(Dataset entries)
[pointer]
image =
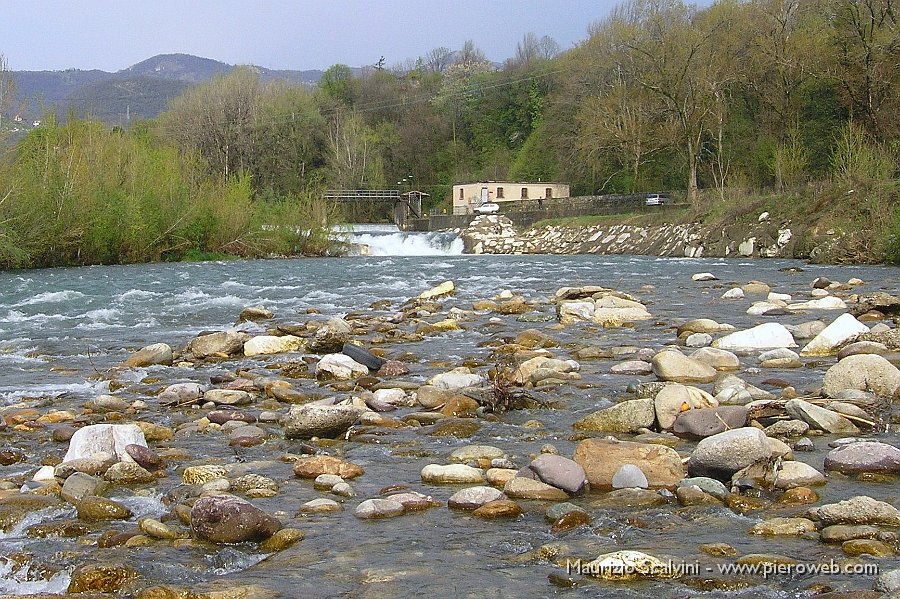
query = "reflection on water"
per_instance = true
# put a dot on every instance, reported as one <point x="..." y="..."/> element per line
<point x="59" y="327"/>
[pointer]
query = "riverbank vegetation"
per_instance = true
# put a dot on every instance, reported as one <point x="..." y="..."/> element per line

WHAT TO PRODUCE —
Each line above should be written out again unchanged; no images are to be carried over.

EXERCISE ANSWER —
[pointer]
image =
query = "reflection on water"
per_instance = true
# put a dot on every instance, reported as one <point x="..." y="..."/> element per line
<point x="59" y="327"/>
[pointer]
query = "riverbank vegetation"
per_instance = true
# put a dot on every instance, reported as one <point x="..." y="..."/> element per line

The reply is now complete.